■ **ASSIGNMENT**:
Using "party" as the search string, find the matching lines below and copy them.

■ **RECORDED DATA**:
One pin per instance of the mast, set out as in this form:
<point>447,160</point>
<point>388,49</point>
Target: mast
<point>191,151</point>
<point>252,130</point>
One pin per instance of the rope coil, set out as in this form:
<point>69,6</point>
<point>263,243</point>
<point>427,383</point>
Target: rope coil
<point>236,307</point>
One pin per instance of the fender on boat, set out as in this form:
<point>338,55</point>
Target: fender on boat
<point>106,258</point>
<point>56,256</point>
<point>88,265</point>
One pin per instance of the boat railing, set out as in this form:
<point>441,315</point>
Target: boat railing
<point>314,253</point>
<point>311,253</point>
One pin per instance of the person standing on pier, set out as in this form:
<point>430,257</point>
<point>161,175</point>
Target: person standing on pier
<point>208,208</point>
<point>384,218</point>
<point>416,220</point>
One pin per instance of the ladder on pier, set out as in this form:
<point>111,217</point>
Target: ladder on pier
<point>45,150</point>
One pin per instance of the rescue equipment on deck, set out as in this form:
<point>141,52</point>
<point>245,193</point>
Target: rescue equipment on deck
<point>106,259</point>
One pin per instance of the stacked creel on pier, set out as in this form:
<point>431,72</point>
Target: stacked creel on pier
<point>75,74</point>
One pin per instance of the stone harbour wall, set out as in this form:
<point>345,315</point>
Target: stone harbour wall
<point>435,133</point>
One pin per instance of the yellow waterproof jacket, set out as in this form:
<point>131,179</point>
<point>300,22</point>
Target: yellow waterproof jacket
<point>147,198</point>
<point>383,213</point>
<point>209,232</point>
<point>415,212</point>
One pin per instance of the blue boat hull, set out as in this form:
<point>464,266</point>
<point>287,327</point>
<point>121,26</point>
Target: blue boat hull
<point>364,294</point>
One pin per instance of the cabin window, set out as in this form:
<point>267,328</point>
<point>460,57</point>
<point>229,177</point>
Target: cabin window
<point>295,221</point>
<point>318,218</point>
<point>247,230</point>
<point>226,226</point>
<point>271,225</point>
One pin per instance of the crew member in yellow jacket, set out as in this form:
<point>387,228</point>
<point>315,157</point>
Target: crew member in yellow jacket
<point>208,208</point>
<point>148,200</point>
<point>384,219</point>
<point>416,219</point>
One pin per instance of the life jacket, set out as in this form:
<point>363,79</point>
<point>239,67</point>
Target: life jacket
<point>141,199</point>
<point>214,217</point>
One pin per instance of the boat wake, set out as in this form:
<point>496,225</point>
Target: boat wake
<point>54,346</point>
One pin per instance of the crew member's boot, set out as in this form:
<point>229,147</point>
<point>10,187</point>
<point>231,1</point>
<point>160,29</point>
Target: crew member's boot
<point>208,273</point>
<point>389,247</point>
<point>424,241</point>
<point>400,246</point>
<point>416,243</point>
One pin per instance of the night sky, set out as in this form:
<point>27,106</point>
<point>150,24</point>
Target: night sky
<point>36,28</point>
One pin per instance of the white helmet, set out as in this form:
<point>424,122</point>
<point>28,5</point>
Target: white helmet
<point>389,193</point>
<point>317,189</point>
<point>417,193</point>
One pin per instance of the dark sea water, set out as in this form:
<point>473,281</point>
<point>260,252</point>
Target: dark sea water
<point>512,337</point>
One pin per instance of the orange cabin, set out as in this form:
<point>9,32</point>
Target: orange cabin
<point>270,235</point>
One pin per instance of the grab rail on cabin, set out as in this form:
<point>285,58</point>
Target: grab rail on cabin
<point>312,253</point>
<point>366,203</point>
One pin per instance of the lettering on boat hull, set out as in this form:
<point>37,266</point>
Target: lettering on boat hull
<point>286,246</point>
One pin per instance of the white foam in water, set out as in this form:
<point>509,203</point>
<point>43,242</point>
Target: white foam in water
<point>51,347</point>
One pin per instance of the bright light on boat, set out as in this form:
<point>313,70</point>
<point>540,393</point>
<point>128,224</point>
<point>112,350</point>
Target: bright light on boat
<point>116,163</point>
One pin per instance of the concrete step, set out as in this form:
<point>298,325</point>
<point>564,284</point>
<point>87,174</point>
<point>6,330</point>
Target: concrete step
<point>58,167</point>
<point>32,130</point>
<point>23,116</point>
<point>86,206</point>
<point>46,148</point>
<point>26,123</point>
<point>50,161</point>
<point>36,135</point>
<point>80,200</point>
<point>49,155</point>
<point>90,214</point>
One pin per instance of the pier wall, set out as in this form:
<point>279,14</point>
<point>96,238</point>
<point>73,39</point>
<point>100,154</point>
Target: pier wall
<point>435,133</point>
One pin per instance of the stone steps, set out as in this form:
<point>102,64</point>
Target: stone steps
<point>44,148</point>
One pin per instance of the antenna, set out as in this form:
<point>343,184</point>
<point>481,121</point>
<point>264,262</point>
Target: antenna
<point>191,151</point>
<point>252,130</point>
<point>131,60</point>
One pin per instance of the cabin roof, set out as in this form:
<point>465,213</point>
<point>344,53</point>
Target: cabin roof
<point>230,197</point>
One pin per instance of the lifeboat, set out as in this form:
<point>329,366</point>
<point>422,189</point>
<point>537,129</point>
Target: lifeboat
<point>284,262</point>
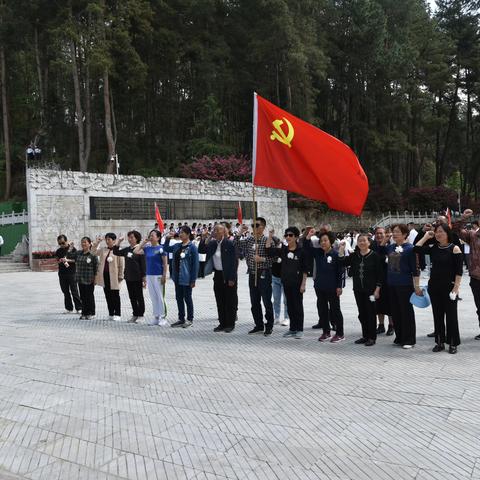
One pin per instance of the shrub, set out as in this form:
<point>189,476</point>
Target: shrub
<point>233,168</point>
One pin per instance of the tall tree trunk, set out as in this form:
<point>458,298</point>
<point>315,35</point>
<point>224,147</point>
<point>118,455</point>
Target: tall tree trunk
<point>6,131</point>
<point>78,109</point>
<point>111,165</point>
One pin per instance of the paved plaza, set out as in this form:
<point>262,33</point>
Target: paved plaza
<point>110,400</point>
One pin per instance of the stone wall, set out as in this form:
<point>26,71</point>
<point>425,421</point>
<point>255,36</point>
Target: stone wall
<point>59,202</point>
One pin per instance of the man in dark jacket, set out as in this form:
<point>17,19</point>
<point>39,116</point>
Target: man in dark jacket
<point>223,261</point>
<point>66,276</point>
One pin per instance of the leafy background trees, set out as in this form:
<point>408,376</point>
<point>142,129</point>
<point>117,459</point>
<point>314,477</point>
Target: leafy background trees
<point>165,82</point>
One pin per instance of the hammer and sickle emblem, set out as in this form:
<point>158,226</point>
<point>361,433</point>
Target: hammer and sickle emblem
<point>279,134</point>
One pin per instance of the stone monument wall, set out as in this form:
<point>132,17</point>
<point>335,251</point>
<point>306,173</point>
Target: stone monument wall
<point>59,202</point>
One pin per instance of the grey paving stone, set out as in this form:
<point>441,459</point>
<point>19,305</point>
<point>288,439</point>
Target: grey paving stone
<point>104,400</point>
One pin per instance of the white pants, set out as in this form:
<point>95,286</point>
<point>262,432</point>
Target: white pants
<point>156,291</point>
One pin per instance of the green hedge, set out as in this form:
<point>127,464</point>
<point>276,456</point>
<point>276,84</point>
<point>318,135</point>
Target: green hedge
<point>12,234</point>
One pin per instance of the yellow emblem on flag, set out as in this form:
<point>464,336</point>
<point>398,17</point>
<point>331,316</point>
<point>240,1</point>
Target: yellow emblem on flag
<point>279,134</point>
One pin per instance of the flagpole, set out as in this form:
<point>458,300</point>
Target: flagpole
<point>254,165</point>
<point>254,209</point>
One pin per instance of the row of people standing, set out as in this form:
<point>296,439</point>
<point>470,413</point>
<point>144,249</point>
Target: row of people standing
<point>374,266</point>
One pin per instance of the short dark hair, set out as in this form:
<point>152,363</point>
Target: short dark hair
<point>136,234</point>
<point>402,227</point>
<point>186,229</point>
<point>330,236</point>
<point>293,230</point>
<point>446,229</point>
<point>156,232</point>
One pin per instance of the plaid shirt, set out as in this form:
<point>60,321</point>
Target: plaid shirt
<point>247,247</point>
<point>85,270</point>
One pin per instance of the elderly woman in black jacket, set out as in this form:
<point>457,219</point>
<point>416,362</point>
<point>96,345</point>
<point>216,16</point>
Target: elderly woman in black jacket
<point>366,270</point>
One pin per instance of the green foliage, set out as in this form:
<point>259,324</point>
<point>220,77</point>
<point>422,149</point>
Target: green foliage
<point>397,83</point>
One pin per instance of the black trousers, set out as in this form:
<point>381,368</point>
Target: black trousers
<point>403,314</point>
<point>261,292</point>
<point>294,306</point>
<point>475,286</point>
<point>227,300</point>
<point>70,290</point>
<point>135,292</point>
<point>444,315</point>
<point>111,296</point>
<point>366,314</point>
<point>328,306</point>
<point>88,298</point>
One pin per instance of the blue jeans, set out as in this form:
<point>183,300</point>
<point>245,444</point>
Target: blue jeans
<point>183,295</point>
<point>277,290</point>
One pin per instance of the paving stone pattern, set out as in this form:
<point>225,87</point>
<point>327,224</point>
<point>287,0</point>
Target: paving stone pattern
<point>111,401</point>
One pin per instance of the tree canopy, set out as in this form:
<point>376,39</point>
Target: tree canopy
<point>161,82</point>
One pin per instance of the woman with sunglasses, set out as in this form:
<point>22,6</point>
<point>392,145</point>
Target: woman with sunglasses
<point>294,277</point>
<point>445,277</point>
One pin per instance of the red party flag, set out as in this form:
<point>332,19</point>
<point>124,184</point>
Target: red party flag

■ **SOLUTION BELOW**:
One pin per instance of the red party flag, set out as in this form:
Target: red party flag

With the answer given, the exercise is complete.